Location labeling records
[BEGIN]

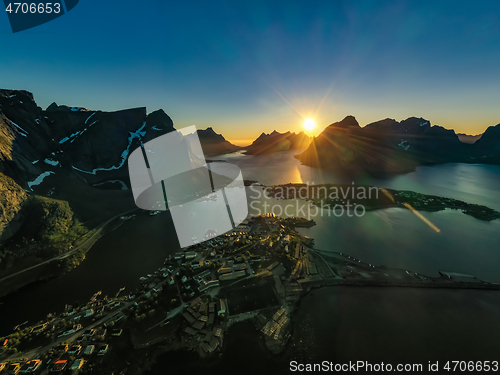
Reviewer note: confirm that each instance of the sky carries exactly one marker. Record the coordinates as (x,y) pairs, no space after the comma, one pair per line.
(249,67)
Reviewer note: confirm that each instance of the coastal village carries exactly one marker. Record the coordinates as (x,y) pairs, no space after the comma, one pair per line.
(190,303)
(257,273)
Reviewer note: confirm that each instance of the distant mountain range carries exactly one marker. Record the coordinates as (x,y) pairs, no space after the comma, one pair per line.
(390,147)
(275,142)
(70,162)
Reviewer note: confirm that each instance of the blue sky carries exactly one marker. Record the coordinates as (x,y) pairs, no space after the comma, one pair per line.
(248,67)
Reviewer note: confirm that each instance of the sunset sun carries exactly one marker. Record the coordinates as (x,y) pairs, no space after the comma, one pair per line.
(309,124)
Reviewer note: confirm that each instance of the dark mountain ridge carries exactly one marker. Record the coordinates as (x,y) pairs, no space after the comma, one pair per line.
(215,144)
(275,142)
(62,152)
(390,147)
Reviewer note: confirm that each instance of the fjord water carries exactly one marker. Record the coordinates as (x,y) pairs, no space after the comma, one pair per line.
(392,237)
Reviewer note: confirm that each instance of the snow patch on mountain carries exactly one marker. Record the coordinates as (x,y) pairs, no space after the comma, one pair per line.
(139,133)
(39,179)
(404,144)
(51,162)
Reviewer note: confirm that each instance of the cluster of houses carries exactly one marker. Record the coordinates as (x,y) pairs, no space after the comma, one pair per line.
(275,325)
(200,317)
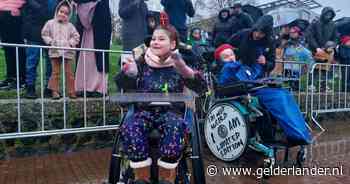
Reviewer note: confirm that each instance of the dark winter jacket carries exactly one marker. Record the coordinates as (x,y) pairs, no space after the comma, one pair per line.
(222,29)
(319,32)
(35,14)
(134,24)
(235,71)
(102,26)
(241,21)
(344,54)
(249,50)
(177,11)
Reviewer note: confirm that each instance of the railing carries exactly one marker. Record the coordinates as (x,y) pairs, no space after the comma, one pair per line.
(296,75)
(330,88)
(65,128)
(325,92)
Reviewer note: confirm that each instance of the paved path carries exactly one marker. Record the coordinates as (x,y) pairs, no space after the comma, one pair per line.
(331,149)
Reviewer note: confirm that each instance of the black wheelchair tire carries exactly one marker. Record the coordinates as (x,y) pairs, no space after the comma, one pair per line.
(115,163)
(198,171)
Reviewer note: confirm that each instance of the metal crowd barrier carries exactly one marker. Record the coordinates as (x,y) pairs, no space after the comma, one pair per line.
(318,88)
(330,88)
(19,133)
(296,75)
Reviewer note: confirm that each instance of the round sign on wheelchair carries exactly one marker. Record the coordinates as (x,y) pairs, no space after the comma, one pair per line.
(226,132)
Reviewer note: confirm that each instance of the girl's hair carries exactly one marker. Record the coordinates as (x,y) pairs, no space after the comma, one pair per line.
(171,32)
(66,4)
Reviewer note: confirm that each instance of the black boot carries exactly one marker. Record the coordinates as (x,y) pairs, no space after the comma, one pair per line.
(31,92)
(47,93)
(140,182)
(4,83)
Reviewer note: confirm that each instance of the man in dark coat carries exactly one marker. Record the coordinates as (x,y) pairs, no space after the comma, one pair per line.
(256,45)
(35,15)
(102,26)
(240,20)
(134,25)
(222,28)
(321,31)
(177,11)
(11,32)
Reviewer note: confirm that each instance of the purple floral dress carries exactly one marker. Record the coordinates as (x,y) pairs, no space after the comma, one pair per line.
(168,120)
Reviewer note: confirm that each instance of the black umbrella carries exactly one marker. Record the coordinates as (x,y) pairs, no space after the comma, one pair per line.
(253,11)
(301,23)
(343,26)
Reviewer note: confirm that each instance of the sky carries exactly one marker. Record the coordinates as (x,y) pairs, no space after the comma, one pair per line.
(343,6)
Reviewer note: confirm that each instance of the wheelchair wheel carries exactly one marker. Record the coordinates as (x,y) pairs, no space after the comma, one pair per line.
(301,157)
(198,171)
(119,171)
(226,132)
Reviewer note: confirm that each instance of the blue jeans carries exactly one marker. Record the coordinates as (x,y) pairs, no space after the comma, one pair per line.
(33,57)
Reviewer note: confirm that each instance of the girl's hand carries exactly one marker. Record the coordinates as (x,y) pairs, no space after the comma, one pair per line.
(262,60)
(12,5)
(129,67)
(178,61)
(181,67)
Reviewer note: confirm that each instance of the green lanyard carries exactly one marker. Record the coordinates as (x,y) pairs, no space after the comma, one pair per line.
(165,88)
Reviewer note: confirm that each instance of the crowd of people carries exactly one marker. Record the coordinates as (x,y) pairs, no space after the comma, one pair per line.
(67,23)
(246,48)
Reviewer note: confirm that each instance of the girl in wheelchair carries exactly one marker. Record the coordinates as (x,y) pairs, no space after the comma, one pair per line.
(160,69)
(279,102)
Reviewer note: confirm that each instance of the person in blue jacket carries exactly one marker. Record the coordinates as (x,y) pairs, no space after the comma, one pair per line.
(178,11)
(279,102)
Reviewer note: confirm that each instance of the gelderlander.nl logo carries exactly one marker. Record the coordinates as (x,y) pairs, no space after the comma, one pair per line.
(212,170)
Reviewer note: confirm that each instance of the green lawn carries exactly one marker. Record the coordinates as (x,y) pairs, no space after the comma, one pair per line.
(113,65)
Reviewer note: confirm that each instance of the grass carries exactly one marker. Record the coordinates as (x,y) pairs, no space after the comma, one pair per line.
(113,66)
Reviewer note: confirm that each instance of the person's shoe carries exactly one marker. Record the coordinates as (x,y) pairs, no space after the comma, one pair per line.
(167,172)
(4,83)
(30,93)
(47,93)
(94,94)
(256,146)
(55,95)
(142,170)
(72,96)
(140,182)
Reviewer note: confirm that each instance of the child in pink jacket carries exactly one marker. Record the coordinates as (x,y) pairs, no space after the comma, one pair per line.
(60,32)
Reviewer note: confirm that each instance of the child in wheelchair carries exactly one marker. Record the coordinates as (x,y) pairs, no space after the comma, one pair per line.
(277,101)
(160,69)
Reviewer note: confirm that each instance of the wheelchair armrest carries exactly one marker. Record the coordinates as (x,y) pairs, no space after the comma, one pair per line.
(238,88)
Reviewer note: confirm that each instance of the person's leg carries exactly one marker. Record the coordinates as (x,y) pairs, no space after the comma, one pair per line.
(32,58)
(183,35)
(134,137)
(53,83)
(171,145)
(281,104)
(69,78)
(48,70)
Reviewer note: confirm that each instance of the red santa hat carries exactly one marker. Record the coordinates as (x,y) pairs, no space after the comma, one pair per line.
(344,39)
(220,49)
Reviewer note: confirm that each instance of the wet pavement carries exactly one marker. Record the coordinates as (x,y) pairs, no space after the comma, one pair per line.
(331,149)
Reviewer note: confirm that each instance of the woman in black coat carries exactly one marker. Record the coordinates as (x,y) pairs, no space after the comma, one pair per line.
(134,24)
(256,44)
(102,27)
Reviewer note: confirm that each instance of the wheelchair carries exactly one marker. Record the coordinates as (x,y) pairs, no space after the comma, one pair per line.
(190,168)
(234,119)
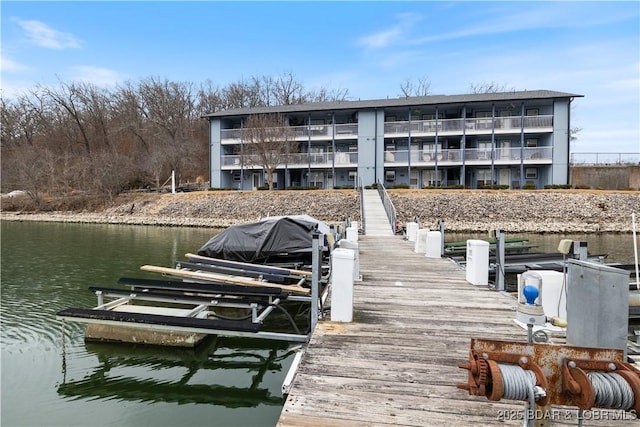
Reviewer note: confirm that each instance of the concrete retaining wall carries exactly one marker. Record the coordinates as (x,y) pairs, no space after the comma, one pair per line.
(610,177)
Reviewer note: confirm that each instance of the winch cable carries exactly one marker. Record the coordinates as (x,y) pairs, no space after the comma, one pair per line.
(519,384)
(612,391)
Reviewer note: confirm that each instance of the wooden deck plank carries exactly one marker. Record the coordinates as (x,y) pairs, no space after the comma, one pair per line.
(397,362)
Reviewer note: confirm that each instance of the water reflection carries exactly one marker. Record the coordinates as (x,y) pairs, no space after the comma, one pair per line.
(223,371)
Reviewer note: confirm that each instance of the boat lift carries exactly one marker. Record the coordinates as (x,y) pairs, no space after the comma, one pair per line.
(199,289)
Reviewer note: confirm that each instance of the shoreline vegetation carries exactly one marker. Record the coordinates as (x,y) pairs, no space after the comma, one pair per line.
(537,211)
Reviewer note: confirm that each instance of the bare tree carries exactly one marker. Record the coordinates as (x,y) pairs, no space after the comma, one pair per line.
(491,87)
(288,90)
(328,95)
(267,143)
(419,87)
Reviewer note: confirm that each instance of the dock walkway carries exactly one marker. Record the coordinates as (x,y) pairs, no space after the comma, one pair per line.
(397,362)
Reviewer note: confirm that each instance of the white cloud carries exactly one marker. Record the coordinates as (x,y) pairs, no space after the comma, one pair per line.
(44,36)
(98,76)
(8,65)
(390,36)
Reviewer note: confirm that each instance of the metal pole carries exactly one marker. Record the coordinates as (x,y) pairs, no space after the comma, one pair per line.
(500,260)
(441,225)
(315,281)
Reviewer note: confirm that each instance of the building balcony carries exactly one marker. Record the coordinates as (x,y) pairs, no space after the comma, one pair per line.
(303,133)
(470,126)
(294,160)
(470,156)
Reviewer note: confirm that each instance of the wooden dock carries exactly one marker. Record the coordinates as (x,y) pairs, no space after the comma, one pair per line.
(397,362)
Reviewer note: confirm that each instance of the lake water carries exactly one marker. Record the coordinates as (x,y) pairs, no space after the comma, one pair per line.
(55,379)
(617,246)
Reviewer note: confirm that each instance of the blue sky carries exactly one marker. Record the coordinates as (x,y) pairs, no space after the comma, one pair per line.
(367,48)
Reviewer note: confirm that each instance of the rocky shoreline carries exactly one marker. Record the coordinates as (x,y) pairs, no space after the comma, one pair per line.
(540,211)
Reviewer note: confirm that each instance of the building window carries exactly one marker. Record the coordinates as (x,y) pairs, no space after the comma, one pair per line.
(531,173)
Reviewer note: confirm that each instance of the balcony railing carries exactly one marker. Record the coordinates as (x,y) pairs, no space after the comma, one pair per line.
(531,155)
(341,159)
(323,132)
(470,125)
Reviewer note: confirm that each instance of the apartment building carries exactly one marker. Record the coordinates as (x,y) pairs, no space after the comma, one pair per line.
(474,140)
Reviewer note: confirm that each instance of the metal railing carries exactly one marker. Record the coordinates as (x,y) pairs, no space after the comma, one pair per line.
(388,206)
(455,155)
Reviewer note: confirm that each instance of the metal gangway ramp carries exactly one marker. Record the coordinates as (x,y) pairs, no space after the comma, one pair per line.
(376,221)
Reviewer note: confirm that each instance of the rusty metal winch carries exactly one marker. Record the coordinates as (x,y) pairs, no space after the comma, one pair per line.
(552,374)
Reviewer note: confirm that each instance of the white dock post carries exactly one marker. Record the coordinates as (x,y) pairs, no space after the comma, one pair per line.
(412,231)
(352,234)
(434,244)
(477,262)
(342,264)
(421,241)
(348,244)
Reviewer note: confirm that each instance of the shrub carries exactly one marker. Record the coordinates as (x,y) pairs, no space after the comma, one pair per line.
(557,186)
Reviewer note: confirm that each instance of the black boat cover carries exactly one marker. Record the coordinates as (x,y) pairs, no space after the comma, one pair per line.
(263,241)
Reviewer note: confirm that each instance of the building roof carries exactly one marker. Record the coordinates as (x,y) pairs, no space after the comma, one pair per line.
(409,101)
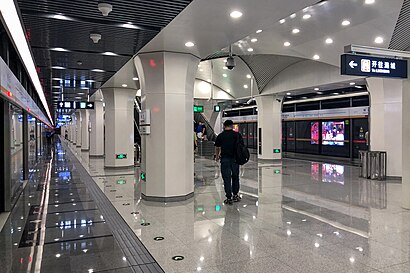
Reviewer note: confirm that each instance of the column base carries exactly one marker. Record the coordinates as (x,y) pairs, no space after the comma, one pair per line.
(168,199)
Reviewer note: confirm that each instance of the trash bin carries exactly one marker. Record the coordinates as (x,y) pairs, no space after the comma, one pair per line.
(373,165)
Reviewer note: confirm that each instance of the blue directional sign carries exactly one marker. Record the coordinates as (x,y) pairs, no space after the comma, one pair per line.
(370,66)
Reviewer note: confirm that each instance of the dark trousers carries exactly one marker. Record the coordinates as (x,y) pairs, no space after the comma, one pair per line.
(230,175)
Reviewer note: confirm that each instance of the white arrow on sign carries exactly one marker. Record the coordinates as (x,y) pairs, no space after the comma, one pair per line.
(352,64)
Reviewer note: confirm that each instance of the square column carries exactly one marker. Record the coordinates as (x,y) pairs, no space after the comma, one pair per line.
(119,127)
(85,133)
(97,128)
(269,127)
(385,121)
(167,86)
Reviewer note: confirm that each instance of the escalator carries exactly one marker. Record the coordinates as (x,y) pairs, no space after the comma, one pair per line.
(205,147)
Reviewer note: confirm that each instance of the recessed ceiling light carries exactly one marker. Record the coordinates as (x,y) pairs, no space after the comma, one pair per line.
(236,14)
(189,44)
(379,40)
(58,49)
(109,53)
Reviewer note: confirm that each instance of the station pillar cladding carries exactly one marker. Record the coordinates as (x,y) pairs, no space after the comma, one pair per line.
(97,126)
(406,143)
(119,127)
(269,127)
(167,87)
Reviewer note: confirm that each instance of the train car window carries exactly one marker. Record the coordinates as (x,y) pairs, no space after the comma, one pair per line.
(308,106)
(337,103)
(360,101)
(246,112)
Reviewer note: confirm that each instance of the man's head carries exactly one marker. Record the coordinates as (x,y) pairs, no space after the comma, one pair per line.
(228,124)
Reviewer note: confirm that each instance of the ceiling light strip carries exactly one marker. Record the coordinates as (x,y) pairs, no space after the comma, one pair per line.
(12,22)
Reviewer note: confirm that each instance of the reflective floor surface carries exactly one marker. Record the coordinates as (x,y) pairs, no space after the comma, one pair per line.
(296,217)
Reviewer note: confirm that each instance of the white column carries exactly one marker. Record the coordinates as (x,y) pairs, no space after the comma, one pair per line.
(167,85)
(405,144)
(97,128)
(386,121)
(119,126)
(85,133)
(78,129)
(270,123)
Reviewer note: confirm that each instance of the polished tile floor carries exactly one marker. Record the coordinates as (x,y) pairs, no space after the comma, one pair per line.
(296,217)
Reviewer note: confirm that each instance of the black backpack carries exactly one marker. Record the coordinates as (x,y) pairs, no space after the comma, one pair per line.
(242,154)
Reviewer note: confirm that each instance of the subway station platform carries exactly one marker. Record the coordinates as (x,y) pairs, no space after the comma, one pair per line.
(296,217)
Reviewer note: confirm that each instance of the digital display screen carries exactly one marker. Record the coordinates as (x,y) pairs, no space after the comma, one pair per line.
(314,132)
(333,174)
(333,133)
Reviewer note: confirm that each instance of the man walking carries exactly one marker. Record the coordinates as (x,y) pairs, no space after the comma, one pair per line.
(225,149)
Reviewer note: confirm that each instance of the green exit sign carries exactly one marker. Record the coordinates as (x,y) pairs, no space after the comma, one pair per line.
(121,156)
(198,109)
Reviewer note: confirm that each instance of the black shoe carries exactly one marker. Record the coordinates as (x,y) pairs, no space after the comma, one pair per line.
(228,201)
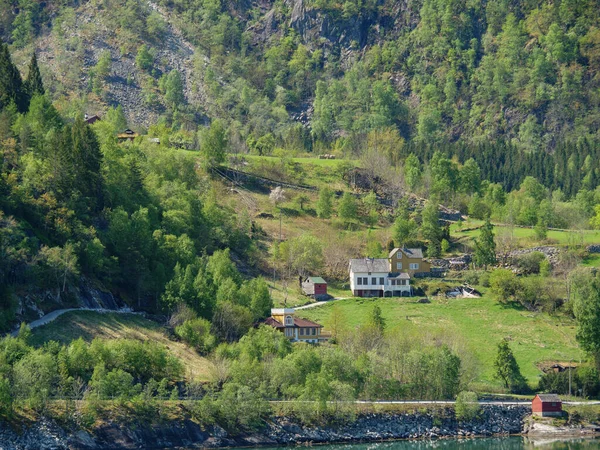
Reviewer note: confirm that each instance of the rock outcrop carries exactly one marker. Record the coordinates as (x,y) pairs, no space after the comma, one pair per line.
(46,435)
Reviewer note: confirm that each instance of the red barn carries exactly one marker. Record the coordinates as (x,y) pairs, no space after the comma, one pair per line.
(315,287)
(546,405)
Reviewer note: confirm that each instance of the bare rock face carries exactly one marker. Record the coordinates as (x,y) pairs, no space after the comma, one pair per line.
(123,86)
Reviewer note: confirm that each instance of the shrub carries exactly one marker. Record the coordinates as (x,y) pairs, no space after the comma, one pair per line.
(530,262)
(196,332)
(467,406)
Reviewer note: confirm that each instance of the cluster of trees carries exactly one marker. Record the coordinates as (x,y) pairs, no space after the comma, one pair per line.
(499,79)
(74,202)
(103,369)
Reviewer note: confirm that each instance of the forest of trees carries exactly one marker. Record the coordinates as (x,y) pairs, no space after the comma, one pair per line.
(75,203)
(508,82)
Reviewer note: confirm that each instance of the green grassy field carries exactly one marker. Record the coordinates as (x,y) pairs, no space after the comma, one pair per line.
(478,323)
(89,325)
(526,236)
(592,260)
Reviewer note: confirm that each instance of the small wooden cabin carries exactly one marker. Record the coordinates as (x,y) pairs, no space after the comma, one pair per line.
(90,120)
(127,135)
(314,286)
(546,405)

[END]

#### Written instruction:
Return the line that contains "Reviewer note: confirm that each instance of the bare rock" along with every line after it through the end of the entries, exactly, adding nothing.

#### Full output:
Reviewer note: confirm that each instance of the bare rock face carries exactly one marker. Record the coordinates as (x,y) pairs, no space after the comma, one pair per line.
(123,86)
Reviewer note: confirm that each instance of the shrub carries exactly one marker. Record the coordinates as (x,y) pairs, no space after the comma, one pair per line.
(530,262)
(196,332)
(467,406)
Reviewer note: confirm that each instance of the cluster of trees carries exactly one marker. Record the coordinates as (x,y) pairs, no space after the comma, one pair per line.
(499,79)
(74,202)
(103,369)
Reviewer note: confirm that each instance of the forest of trees carries exactly one marker. Record the coordinates as (x,y) pairs, no space after the comma, one pair per line.
(75,203)
(508,82)
Reviewer note: confirm that each instance of the green grassy field carries exactly one marker. Record the coordinates as (x,y) pairs, no space after the comma, one pair per line.
(478,323)
(89,325)
(526,236)
(592,260)
Reviewer note: confirm that each instance of the small wooden cabin carries exactly one marker. Record the coordinates as (x,y) pairs, no space after the comma, one pair per line.
(90,120)
(127,135)
(314,286)
(546,405)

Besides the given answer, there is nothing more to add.